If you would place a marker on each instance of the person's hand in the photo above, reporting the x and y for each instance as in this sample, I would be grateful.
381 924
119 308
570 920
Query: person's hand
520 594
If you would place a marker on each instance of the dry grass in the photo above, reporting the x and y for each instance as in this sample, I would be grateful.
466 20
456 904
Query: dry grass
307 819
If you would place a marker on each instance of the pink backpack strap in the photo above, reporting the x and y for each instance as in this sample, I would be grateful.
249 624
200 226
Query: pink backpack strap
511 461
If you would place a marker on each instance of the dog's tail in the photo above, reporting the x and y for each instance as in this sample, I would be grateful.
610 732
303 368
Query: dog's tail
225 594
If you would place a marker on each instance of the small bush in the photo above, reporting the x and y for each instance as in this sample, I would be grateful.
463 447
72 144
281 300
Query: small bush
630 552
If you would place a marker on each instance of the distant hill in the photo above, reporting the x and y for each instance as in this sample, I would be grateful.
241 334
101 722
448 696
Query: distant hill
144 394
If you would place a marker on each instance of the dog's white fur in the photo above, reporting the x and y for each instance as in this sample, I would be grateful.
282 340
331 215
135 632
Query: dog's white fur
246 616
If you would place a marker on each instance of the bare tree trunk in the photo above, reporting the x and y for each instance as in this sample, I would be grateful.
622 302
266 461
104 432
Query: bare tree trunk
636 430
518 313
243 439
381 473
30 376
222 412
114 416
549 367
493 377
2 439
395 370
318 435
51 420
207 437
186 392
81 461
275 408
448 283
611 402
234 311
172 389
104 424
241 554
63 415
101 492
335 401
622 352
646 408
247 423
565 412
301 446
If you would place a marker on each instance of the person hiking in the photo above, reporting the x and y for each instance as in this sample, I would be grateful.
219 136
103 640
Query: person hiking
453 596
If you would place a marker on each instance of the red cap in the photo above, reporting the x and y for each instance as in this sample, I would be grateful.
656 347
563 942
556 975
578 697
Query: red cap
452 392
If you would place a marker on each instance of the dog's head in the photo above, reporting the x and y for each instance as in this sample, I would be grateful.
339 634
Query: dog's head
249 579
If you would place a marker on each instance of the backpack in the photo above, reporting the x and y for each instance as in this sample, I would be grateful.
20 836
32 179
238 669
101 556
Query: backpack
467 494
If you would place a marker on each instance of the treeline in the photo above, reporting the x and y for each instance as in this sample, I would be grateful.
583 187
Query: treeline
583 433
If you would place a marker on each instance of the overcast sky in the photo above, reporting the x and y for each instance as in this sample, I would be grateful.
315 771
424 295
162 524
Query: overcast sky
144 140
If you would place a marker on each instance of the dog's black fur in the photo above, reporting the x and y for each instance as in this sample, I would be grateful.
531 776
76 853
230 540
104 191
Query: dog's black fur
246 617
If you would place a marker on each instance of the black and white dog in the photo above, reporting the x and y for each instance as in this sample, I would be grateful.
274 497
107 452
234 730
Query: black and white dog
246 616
════
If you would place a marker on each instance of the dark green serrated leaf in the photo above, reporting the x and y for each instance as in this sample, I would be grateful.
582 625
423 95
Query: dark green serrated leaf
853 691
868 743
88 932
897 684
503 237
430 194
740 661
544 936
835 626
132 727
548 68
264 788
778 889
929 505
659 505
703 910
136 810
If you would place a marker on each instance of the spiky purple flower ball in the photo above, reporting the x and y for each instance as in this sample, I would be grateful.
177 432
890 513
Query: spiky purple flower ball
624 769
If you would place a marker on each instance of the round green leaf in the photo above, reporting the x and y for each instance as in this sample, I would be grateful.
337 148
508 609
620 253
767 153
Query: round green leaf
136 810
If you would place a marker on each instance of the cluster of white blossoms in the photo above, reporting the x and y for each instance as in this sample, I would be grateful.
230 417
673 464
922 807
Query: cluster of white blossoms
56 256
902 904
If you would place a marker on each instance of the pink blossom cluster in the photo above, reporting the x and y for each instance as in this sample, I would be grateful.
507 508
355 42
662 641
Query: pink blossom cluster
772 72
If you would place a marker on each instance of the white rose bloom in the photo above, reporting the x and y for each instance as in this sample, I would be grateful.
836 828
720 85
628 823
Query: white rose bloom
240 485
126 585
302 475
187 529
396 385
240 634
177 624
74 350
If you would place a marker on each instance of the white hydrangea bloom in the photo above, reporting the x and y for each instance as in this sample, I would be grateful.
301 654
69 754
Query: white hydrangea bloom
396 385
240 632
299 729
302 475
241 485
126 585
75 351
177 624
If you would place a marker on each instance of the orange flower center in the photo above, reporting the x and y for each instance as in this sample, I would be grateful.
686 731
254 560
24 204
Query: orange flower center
════
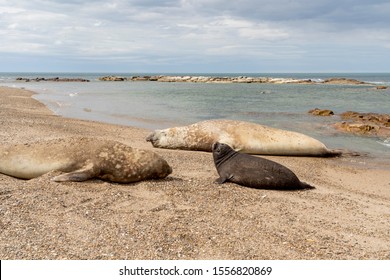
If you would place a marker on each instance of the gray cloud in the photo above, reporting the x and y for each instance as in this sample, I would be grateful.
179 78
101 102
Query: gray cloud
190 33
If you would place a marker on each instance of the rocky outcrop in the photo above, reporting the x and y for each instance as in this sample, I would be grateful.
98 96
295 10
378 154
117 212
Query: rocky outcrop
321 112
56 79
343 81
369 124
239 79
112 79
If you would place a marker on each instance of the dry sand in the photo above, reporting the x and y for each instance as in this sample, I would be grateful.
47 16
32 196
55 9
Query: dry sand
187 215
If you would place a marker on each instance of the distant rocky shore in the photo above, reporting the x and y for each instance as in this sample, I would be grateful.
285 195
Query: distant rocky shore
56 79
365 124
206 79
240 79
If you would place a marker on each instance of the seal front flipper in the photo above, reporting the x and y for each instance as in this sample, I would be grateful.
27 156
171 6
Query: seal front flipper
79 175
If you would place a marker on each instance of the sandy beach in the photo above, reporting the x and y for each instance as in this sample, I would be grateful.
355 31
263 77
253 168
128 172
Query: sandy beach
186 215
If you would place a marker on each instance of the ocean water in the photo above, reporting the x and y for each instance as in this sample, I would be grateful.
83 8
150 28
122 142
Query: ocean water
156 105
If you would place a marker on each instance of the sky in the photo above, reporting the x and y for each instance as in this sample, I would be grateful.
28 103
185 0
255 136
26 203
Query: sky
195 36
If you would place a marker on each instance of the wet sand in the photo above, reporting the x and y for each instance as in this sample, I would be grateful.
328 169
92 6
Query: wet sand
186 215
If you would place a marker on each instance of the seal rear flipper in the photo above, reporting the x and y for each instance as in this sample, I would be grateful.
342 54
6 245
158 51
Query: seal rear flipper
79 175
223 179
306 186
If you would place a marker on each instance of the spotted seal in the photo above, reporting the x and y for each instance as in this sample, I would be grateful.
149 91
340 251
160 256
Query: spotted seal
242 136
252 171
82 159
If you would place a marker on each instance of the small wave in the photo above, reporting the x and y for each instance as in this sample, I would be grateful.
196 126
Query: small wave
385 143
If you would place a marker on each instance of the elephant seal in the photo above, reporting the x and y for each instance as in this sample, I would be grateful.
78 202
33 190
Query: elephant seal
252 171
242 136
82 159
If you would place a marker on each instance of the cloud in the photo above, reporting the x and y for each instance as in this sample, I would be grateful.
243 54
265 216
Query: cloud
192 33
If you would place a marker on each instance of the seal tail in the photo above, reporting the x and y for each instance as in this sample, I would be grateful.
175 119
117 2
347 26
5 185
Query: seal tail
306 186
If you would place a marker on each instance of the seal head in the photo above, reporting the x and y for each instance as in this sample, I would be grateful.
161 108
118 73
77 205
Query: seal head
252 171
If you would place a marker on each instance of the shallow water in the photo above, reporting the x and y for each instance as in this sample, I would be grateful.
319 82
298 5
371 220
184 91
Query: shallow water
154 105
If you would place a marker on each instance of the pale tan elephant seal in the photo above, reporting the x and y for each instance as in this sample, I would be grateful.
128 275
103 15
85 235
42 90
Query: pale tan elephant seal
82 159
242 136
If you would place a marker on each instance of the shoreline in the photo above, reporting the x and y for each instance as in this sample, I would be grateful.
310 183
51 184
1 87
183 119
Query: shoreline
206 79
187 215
════
• _WHAT TO PRODUCE_
Lines with the word "center": how many appear in the data? State only the number.

• _SOLUTION TO THIS EXERCISE_
2